What you will do :: Rewrite the items below with "In this photo" changed to "In this image" wherever it occurs, keeping every other word and point unchanged. Leave the pictures out.

Given data ::
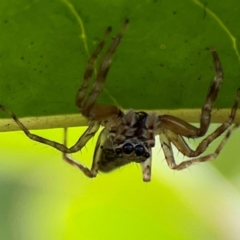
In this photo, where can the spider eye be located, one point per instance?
(139, 150)
(128, 148)
(118, 151)
(146, 155)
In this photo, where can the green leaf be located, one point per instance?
(161, 63)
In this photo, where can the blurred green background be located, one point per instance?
(161, 63)
(42, 197)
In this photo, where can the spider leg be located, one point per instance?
(182, 146)
(208, 157)
(71, 161)
(88, 134)
(147, 168)
(82, 92)
(87, 106)
(183, 128)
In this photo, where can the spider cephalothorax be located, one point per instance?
(130, 137)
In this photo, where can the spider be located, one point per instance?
(129, 137)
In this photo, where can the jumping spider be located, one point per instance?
(130, 137)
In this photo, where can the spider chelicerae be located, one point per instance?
(130, 137)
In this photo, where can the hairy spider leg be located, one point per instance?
(71, 161)
(182, 127)
(89, 108)
(208, 157)
(167, 137)
(147, 168)
(88, 134)
(94, 125)
(82, 92)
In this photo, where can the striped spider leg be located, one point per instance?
(129, 137)
(97, 114)
(172, 129)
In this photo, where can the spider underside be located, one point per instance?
(129, 137)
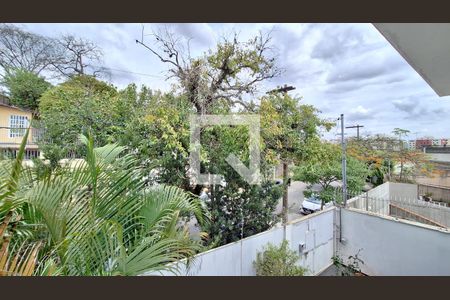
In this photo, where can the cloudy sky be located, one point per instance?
(339, 68)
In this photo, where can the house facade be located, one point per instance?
(13, 124)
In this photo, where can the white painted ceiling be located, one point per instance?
(426, 47)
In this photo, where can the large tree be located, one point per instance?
(228, 72)
(62, 56)
(93, 218)
(290, 132)
(25, 88)
(24, 50)
(81, 104)
(326, 168)
(79, 57)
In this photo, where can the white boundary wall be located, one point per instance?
(315, 231)
(391, 246)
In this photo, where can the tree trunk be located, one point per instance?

Written solution ::
In this image, where can the spider eye be located, one point per instance?
(139, 150)
(128, 148)
(118, 151)
(146, 155)
In this image, where can the green leaf be located, one point per instance?
(161, 63)
In this image, where can the blurred green background be located, one point per instance?
(161, 63)
(42, 197)
In this image, where can the spider leg be located, one point per instance?
(182, 146)
(208, 157)
(71, 161)
(88, 134)
(147, 168)
(82, 92)
(87, 106)
(183, 128)
In this image, where can the spider cephalothorax be located, one point per instance?
(130, 137)
In this image, where can the spider be located, one point per instance?
(129, 137)
In this image, where can the jumping spider be located, one point per instance?
(130, 137)
In this image, where can the spider chelicerae be located, one point per instance?
(130, 137)
In this image, where can the hairy spider leg be located, one point per instance?
(71, 161)
(182, 127)
(89, 108)
(208, 157)
(167, 137)
(147, 168)
(88, 134)
(94, 125)
(82, 92)
In this image, where can the striped spider leg be located, one point per instance?
(129, 137)
(97, 114)
(172, 129)
In this image, where can the spider underside be located, one point per instance?
(129, 137)
In this image, where can the cloudy sky be located, one point per instance?
(339, 68)
In this image, where can the house facade be located, one point per instance?
(13, 124)
In this image, where can the white painted ceiling be located, one point per instance?
(426, 47)
In this image, where can the large tree be located, one point per instance?
(228, 72)
(62, 56)
(93, 218)
(290, 132)
(25, 88)
(24, 50)
(81, 104)
(326, 168)
(79, 57)
In this image, where can the white boundary wall be located, one point per instance?
(315, 231)
(391, 246)
In this image, where can the tree trunk be located, one point per instance?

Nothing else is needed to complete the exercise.